Dataset entries
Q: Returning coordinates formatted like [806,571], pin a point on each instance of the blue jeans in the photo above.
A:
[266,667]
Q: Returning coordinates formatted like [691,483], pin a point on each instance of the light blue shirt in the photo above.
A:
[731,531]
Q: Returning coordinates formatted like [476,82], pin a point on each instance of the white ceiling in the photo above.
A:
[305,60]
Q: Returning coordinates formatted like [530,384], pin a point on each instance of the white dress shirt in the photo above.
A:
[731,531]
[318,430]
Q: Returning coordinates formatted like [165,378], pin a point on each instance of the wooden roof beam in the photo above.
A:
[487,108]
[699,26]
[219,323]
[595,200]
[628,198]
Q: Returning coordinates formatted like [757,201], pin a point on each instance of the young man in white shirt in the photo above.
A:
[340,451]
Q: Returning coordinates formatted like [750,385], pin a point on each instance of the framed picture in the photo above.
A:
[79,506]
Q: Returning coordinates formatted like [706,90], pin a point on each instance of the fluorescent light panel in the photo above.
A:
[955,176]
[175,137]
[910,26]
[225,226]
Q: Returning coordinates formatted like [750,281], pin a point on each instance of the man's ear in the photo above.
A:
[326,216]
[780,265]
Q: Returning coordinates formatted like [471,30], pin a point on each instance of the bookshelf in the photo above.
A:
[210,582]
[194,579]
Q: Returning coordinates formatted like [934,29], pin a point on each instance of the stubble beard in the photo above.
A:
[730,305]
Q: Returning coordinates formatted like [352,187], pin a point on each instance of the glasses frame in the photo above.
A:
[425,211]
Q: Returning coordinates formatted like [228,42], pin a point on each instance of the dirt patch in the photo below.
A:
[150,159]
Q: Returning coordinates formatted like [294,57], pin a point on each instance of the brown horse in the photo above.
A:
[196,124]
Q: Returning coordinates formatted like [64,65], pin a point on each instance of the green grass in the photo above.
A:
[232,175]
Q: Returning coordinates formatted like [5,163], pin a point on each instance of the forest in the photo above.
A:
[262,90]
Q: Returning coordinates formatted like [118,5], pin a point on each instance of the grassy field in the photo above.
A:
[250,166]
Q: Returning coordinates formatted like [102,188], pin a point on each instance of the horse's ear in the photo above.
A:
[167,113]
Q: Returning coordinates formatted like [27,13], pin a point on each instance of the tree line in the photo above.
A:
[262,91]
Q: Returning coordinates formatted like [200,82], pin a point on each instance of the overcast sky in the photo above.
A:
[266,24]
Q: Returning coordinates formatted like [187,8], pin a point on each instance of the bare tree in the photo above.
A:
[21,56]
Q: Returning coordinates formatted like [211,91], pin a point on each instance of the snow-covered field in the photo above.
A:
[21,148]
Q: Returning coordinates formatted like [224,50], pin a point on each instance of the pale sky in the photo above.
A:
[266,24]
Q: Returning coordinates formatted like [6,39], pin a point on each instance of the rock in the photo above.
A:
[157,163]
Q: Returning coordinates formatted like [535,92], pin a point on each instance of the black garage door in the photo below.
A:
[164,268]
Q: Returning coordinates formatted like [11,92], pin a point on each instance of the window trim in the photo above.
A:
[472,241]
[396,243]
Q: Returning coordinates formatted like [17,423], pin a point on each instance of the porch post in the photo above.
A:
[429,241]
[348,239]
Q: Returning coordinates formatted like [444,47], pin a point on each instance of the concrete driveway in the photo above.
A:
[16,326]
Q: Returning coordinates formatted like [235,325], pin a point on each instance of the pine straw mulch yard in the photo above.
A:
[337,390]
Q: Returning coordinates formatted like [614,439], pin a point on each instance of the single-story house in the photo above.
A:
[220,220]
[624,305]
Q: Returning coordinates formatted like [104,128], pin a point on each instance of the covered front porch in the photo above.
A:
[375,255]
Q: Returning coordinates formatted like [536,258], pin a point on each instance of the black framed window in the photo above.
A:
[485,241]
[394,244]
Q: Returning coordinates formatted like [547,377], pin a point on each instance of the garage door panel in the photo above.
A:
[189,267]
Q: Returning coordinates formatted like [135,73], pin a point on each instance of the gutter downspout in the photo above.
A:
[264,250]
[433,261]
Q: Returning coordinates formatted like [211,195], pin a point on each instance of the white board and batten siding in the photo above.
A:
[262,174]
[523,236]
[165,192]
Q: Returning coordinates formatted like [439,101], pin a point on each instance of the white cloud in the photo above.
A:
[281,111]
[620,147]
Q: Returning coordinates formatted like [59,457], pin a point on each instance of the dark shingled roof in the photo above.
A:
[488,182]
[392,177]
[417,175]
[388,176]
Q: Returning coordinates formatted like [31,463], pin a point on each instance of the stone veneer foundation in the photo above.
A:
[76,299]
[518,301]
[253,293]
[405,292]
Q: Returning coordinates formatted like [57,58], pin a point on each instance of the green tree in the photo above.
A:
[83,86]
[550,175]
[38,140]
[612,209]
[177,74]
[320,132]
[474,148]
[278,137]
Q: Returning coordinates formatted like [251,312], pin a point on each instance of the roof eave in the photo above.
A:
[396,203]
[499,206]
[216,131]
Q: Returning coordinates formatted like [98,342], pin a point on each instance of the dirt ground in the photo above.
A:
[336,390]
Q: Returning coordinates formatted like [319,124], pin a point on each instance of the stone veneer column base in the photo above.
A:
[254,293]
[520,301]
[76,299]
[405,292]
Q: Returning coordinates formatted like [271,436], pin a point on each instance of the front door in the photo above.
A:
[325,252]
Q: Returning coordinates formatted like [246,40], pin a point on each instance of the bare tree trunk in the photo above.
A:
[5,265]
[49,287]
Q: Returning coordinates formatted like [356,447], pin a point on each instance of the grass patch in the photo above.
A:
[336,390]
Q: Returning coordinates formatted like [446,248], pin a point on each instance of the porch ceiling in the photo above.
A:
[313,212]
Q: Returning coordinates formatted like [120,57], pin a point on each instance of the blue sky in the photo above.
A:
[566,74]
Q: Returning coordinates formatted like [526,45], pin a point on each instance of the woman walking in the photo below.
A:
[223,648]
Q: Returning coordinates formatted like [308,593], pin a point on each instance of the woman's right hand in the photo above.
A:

What the task asks: Convert the material from the line containing "Q: Returning coordinates formatted like [251,312], pin" through the last line of the material into a Markdown table with the columns Row and Line. Give each line its own numbered row and omit blank lines.

Written reply:
| Row | Line |
|---|---|
| 1 | Q: Returning coordinates formatted like [251,312], pin a point on each instance of the roof eave in the photo above. |
| 2 | A: |
| 3 | [396,203] |
| 4 | [499,206] |
| 5 | [216,131] |
| 6 | Q: Returning coordinates formatted like [98,342], pin a point on each instance of the dirt ground in the photo above. |
| 7 | A: |
| 8 | [336,390] |
| 9 | Q: Returning coordinates formatted like [319,124], pin a point on each instance of the stone veneer column base in the photo above. |
| 10 | A: |
| 11 | [254,293] |
| 12 | [520,301] |
| 13 | [76,299] |
| 14 | [405,292] |
| 15 | Q: Returning coordinates formatted like [271,436], pin a point on each instance of the front door in the photo above. |
| 16 | A: |
| 17 | [325,252] |
| 18 | Q: Returning coordinates formatted like [246,40], pin a point on each instance of the bare tree trunk in the photo above. |
| 19 | A: |
| 20 | [5,265] |
| 21 | [49,287] |
| 22 | Q: Returning coordinates formatted like [356,447], pin a point on each instance of the grass patch in the photo above. |
| 23 | A: |
| 24 | [336,390] |
| 25 | Q: Returning coordinates formatted like [446,248], pin a point on each instance of the porch ceiling in the photo above. |
| 26 | A: |
| 27 | [313,212] |
| 28 | Q: Returning coordinates formatted like [120,57], pin a point on each instance of the blue sky in the photo above. |
| 29 | A: |
| 30 | [566,74] |
| 31 | Q: Returning coordinates formatted like [526,45], pin a point on each instance of the woman walking in the photo below. |
| 32 | A: |
| 33 | [223,648] |
| 34 | Q: Returning coordinates formatted like [308,593], pin a point on each instance of the woman's right hand in the photo above. |
| 35 | A: |